Data records -
----------
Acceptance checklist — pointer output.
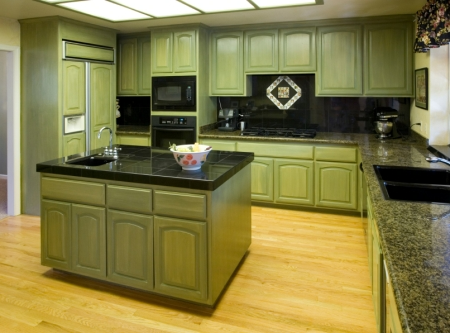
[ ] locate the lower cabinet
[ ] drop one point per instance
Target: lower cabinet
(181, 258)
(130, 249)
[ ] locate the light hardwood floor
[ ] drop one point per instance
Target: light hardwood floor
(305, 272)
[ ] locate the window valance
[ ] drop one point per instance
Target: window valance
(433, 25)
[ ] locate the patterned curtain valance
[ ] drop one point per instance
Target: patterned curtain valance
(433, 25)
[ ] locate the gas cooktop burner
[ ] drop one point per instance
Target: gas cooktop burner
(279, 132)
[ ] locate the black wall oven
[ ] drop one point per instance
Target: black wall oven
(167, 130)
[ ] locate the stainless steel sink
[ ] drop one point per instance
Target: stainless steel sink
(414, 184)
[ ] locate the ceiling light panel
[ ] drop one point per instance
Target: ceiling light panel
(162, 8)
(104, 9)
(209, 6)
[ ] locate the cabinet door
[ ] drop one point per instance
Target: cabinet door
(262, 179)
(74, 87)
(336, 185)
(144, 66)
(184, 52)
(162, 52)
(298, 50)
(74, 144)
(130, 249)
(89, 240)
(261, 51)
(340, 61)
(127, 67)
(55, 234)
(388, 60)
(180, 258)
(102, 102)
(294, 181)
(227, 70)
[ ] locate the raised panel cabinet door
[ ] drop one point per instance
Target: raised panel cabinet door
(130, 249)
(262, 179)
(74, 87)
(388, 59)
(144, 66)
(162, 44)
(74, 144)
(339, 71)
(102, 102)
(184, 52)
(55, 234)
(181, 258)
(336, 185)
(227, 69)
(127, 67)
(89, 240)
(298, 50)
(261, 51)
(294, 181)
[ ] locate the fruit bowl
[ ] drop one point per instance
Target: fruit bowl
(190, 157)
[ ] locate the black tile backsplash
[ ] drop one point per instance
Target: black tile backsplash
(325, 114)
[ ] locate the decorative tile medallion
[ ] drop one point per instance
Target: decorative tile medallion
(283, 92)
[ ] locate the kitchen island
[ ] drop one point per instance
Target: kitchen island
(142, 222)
----------
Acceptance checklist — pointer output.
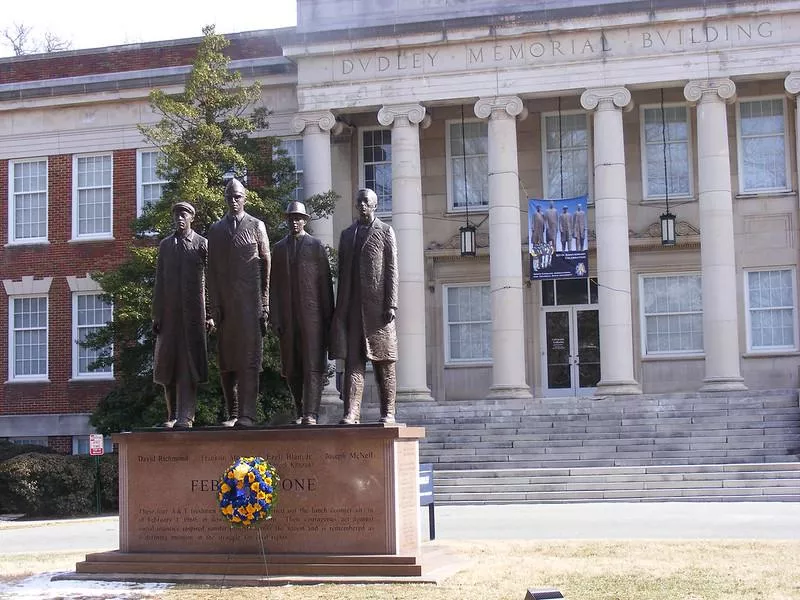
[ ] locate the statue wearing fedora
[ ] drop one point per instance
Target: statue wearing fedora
----------
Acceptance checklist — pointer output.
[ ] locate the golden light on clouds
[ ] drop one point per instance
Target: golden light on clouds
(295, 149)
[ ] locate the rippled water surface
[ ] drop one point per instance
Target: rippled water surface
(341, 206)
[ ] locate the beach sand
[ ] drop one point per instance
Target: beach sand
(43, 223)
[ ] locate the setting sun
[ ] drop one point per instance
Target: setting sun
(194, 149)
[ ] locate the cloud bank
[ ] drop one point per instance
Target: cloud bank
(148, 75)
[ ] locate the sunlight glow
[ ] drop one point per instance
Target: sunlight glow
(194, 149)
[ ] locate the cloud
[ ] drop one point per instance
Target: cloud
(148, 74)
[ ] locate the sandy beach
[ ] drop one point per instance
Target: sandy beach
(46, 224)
----------
To do - Show every line in the entries where the string "statue" occurs.

Exercise output -
[ ] locate the statue wearing fedora
Target: statue wearing fedora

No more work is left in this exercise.